(Petunjuk Latihan): Tulis ulang semua catatan di bawah ini tanpa mengubah satu baris pun.

Bagian dari berkas data:
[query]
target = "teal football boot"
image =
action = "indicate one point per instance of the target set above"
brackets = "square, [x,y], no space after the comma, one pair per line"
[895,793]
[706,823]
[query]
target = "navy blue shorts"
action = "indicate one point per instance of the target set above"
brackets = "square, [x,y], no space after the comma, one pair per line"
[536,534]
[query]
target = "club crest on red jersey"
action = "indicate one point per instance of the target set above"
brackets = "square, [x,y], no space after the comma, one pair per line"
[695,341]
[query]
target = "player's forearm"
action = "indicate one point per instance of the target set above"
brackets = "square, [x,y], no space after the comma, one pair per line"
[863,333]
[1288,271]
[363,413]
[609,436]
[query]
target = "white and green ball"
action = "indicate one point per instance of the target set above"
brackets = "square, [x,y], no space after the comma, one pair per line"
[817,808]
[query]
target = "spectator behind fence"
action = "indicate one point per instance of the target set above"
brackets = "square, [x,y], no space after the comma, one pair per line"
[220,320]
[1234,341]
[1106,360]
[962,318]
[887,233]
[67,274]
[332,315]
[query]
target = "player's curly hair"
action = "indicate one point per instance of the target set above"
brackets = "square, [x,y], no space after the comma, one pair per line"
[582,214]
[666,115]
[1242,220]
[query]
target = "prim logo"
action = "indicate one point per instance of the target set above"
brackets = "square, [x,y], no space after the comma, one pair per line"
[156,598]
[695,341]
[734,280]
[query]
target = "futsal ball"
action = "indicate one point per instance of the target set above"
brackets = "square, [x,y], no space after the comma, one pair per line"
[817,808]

(Jawaban Latihan):
[query]
target = "teal football boot"
image =
action = "indicate one point per instance of the target set above"
brackets = "square, [x,y], no space after the comma, one pair per line"
[895,793]
[706,823]
[query]
target = "navy blue shorts"
action = "indicate one point per instance of the target set above"
brackets = "square, [x,y], no space after the comma, one pair per line"
[536,534]
[query]
target = "club crest on red jersey"
action = "indicate one point per instance of the target set above"
brackets = "square, [x,y], no space after the comma, one pair per line"
[695,341]
[query]
target = "player's forearm"
action = "indicate one point per instance of the target set above"
brackets = "square, [x,y], no space after the comma, one pair per line"
[863,333]
[1288,271]
[363,413]
[609,436]
[query]
target = "white and green ball"
action = "indicate one point per instance of the target set above"
brackets = "square, [x,y], no space after the comma, one pair per line"
[817,808]
[query]
target = "spectator behind fence"
action = "indicate one point per instance of the target set above"
brackets = "square, [x,y], no space after the comma, one pair per line"
[220,320]
[1234,341]
[1106,360]
[962,318]
[887,233]
[67,274]
[332,315]
[query]
target = "player's curly hair"
action = "indicate one point per instance of the target set above"
brackets = "square, [x,y], no space after the comma, one pair per line"
[582,214]
[666,115]
[1242,220]
[query]
target = "prim logo"
action = "indicate one point per instance of the target set above"
brackets = "square, [x,y], no space after the comma, one pair per line"
[156,598]
[695,341]
[734,280]
[query]
target = "futsal ball"
action = "indicate one point per instance of the target set above"
brackets = "square, [x,y], no space after the comma, one pair per line"
[817,808]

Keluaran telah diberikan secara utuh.